Dataset entries:
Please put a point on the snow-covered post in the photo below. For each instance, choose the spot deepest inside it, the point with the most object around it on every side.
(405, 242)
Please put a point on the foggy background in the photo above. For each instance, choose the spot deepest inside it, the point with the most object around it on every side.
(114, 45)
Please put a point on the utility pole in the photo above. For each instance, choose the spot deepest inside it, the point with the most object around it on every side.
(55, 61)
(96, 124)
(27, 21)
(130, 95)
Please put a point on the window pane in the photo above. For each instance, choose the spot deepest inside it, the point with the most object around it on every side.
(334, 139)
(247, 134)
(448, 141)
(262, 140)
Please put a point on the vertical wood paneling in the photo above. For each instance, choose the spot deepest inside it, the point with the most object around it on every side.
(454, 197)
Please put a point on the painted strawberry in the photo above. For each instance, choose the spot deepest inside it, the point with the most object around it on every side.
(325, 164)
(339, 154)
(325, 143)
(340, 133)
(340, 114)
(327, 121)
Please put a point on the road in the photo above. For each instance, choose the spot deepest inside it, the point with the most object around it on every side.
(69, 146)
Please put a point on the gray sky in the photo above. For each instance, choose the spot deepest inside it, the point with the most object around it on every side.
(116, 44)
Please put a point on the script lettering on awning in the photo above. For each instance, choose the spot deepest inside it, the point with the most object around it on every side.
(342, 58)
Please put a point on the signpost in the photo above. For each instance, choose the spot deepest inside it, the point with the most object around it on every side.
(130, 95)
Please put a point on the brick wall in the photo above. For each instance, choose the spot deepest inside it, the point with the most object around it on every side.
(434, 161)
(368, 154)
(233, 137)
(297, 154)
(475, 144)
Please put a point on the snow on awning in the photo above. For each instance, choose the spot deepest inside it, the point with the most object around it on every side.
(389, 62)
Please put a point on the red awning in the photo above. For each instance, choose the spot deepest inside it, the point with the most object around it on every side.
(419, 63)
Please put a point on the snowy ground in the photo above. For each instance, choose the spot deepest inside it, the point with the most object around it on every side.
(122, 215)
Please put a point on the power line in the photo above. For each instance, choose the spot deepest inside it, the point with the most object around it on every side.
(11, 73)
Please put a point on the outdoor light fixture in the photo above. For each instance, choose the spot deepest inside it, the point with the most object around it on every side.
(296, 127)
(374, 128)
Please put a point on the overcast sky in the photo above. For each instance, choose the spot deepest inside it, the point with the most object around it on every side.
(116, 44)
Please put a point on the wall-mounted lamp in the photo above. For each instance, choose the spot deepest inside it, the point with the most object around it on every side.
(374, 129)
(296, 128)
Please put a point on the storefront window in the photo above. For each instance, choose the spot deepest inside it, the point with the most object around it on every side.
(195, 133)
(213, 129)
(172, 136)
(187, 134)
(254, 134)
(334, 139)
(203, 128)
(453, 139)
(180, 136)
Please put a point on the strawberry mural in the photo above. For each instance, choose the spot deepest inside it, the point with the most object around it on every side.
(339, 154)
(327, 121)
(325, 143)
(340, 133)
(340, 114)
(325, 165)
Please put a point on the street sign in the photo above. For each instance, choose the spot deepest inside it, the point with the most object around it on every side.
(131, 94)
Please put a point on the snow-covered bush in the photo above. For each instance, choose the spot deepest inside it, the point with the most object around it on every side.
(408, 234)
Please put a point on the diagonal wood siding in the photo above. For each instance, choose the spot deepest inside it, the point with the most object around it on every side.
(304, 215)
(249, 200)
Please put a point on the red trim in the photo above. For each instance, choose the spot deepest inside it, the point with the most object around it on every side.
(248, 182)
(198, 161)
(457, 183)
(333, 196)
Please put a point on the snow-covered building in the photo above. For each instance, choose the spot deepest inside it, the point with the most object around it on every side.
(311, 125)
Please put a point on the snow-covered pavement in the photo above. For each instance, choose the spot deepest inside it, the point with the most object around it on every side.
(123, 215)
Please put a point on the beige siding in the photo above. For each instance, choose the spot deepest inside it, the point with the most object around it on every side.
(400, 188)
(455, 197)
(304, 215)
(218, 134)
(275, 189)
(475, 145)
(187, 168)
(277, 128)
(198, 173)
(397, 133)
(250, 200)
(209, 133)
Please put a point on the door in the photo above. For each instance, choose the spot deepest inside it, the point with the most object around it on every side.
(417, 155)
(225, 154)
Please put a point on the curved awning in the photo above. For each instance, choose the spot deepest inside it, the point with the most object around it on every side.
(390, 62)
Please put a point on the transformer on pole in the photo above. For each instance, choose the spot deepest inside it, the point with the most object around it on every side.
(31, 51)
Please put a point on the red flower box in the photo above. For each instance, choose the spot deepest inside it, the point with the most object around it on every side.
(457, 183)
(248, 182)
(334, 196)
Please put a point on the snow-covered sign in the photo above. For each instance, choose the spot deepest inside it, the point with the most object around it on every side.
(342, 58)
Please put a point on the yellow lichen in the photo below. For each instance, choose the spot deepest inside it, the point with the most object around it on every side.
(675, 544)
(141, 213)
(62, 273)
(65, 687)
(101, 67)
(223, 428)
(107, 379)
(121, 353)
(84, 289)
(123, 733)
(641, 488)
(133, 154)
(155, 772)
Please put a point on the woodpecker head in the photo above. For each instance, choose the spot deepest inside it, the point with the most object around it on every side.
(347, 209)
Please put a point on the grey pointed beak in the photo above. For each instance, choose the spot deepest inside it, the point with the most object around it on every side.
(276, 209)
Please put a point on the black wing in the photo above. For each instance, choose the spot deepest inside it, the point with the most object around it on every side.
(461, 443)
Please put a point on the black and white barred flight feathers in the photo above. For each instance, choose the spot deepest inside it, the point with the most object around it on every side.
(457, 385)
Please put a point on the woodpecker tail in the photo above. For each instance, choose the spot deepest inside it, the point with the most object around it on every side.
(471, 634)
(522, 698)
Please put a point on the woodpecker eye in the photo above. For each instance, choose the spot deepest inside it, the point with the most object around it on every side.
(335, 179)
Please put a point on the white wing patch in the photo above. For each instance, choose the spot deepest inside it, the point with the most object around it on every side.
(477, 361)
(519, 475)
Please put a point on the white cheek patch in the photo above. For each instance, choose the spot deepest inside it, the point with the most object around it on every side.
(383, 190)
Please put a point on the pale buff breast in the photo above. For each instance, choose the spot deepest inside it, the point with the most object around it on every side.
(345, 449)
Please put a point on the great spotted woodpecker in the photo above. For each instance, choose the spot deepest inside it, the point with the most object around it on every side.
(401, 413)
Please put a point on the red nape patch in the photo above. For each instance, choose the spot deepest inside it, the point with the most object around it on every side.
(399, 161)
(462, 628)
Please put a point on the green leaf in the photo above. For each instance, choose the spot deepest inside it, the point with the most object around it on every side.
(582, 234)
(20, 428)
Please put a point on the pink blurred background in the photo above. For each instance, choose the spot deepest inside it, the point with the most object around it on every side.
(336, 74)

> **What is needed**:
Every entry, from first to last, is to be reproduced exactly.

> **Solved exercise**:
Please put a point on the snow-covered post in the photo below. For each instance, choose the spot deepest inside it, the point with the most object around it on every side.
(405, 242)
Please put a point on the foggy background in the photo above. For each instance, choose the spot deepest inside it, the point with the most object around it on every side.
(114, 45)
Please put a point on the utility pole in the photo above. For each instance, choose the spot deepest inside it, the point with the most object around it on every side.
(55, 61)
(96, 124)
(27, 21)
(130, 95)
Please put a point on the window pane in the photo above. For each instance, choose the spot deepest inside it, the point with the most object around it on every side.
(334, 139)
(247, 134)
(448, 141)
(262, 140)
Please put a point on the vertical wood paneling in the photo above. For each instance, choose the spot deepest inside it, the point with the most object around it on every side.
(454, 197)
Please put a point on the painted strawberry in the photo above. For each instance, choose the spot deepest inside it, the point with the most object around it on every side.
(325, 164)
(339, 154)
(325, 143)
(340, 133)
(340, 114)
(327, 121)
Please put a point on the road in the photo above. For each instance, choose the spot deepest inside it, the point with the most object around it on every side.
(69, 146)
Please put a point on the gray sky in the photo above. For each instance, choose the spot deepest inside it, the point with the most object around it on every side.
(116, 44)
Please put a point on the script lettering on awning in the photo above. For each instance, choose the spot deepest inside it, the point with the most object around it on every side.
(342, 58)
Please put a point on the signpost in the photo above. For each instance, choose the spot deepest inside it, the point with the most object around it on every side.
(130, 95)
Please put a point on the brick wall in the photo above. For each instance, choose the spot deepest inside it, the point with the most object around it on every side.
(434, 161)
(368, 154)
(233, 137)
(297, 154)
(475, 144)
Please put a point on the snow on awning in the photo above. For each instance, choose the spot deepest inside it, the point with the most object around it on every side.
(389, 62)
Please put a point on the red awning in the photo above. For each instance, choose the spot deepest inside it, the point with the most object around it on every side.
(419, 63)
Please put a point on the snowy ground in the photo above. For each instance, choose the spot deepest inside it, the point with the most object around it on every side.
(122, 215)
Please put a point on the power line in the photo above. For each instance, choose the spot deepest inside it, the point with the most object around it on every side.
(11, 73)
Please put a point on the outdoor light fixture in the photo above. For each instance, choose the spot deepest inside it, the point with the most object around it on every side.
(296, 127)
(374, 128)
Please put a point on the overcast sky in the photo above. For each instance, choose the spot deepest inside it, the point with the most object around it on every side.
(116, 44)
Please put a point on the wall-mounted lamp in the photo above. For each instance, choose the spot deepest inside it, the point with the most object around it on every side.
(374, 129)
(296, 128)
Please put a point on the storefront window in the photo above. For each instance, choose the spot deepest inside it, the point with the most object around it on every side.
(195, 133)
(213, 129)
(172, 136)
(187, 134)
(254, 134)
(334, 139)
(203, 128)
(453, 139)
(180, 136)
Please put a point on the strawberry mural in the photo above. For each instance, choose the spot deepest inside it, the point with the most object around it on every side.
(339, 154)
(327, 121)
(325, 143)
(340, 133)
(340, 114)
(325, 165)
Please put a point on the street sign in the photo above. For each instance, choose the spot deepest inside it, the point with the most object around it on every side.
(131, 94)
Please put a point on the snow-covered bush in the photo above. For each instance, choose the spot deepest inside it, the point with the most object around it on every side.
(408, 234)
Please put a point on the diagonal wood siding in the photo above. For each instance, choose the spot deepest inside it, the point with the most object around it on every side.
(304, 215)
(249, 200)
Please put a point on the red trim in the photo above. For each instance, choose the spot deepest inside it, the point with the most object around it on every side.
(248, 182)
(198, 161)
(457, 183)
(333, 196)
Please put a point on the snow-covered building in the photo above. For each instance, choose the spot deepest inside it, the point with the most object around it on every side.
(311, 125)
Please put a point on the snow-covered pavement in the photo above. For each instance, choose the spot deepest inside it, the point with the most object around it on every side.
(123, 215)
Please put a point on the beige siding in the photo above. For each instance, choose the spot deepest inside it, the point with the most object around it on every side.
(400, 188)
(455, 197)
(304, 215)
(218, 134)
(275, 189)
(475, 145)
(187, 168)
(277, 128)
(198, 173)
(397, 133)
(250, 200)
(209, 133)
Please put a point on the door in the photo above. For each instance, choose the spot deepest inside it, the point with the most object around it on every side.
(417, 155)
(225, 154)
Please put a point on the curved awning in the photo above. For each instance, choose the spot deepest inside it, the point with the most object around it on every side.
(390, 62)
Please put a point on the transformer on pole in the photo above. For each instance, choose the spot deepest inside it, the point with the most object around it on every side.
(31, 51)
Please put a point on the red flower box in the photo above. For each instance, choose the spot deepest inside it, the point with the most object around it on every side.
(457, 183)
(248, 182)
(334, 196)
Please put a point on the snow-covered sign in the photo above. For each instance, choose the spot deepest inside it, the point with the most object around it on every side.
(342, 58)
Please put a point on the yellow lichen in the photo below. For each instance, choose the spot deepest inside it, the point with the most object around it on every side.
(675, 544)
(141, 213)
(62, 273)
(65, 687)
(101, 67)
(223, 428)
(107, 379)
(121, 353)
(84, 289)
(123, 733)
(641, 488)
(133, 154)
(155, 772)
Please put a point on the woodpecker head in the photo above. For each instance, choose the spot deepest inside it, the point with the most object around it on every side.
(347, 209)
Please put a point on the grey pointed beak in the photo above. For each instance, choose the spot deepest inside it, the point with the most object around it on every side.
(276, 209)
Please put a point on the black wing in the photo above. For each instance, choose the spot deepest inside it, the point with the most object around it on every side.
(461, 443)
Please put a point on the black and white barred flight feathers in the photo above. For each instance, choose the spot deepest inside it, the point with the most object around it on every side.
(457, 385)
Please put a point on the woodpecker tail in the photo above. For each instance, choose the spot deepest inside it, the point with the most object around it on every side.
(471, 634)
(522, 698)
Please put a point on the woodpecker eye in the photo above. For each instance, choose the spot deepest inside it, the point with the most object around it on every side.
(335, 179)
Please put a point on the white wing patch in the photo above. For each instance, choose the spot deepest inside it, the point with the most object around it on every side.
(477, 361)
(519, 475)
Please put a point on the white cheek patch in the photo above. For each instance, choose the spot deepest inside it, the point with the most object around it on every side.
(383, 190)
Please put a point on the pale buff breast in the photo above. For each instance, choose the spot deepest inside it, the point with the most object around it on every side.
(345, 449)
Please put a point on the great spotted woodpecker in the photo above. For each instance, choose the spot deepest inside it, the point with the most object around it on every side.
(401, 413)
Please put a point on the red nape patch in the photo above. For each instance, choose the spot deepest inside it, the point with the most object around it on every side.
(399, 161)
(462, 628)
Please put a point on the green leaf in the photo above. For each instance, choose the spot deepest inside it, the point with the most object around it on every side.
(582, 234)
(20, 428)
Please put a point on the pink blurred background in the photo above. For each instance, choose the spot deepest inside it, the point with the most object around it on every side.
(336, 74)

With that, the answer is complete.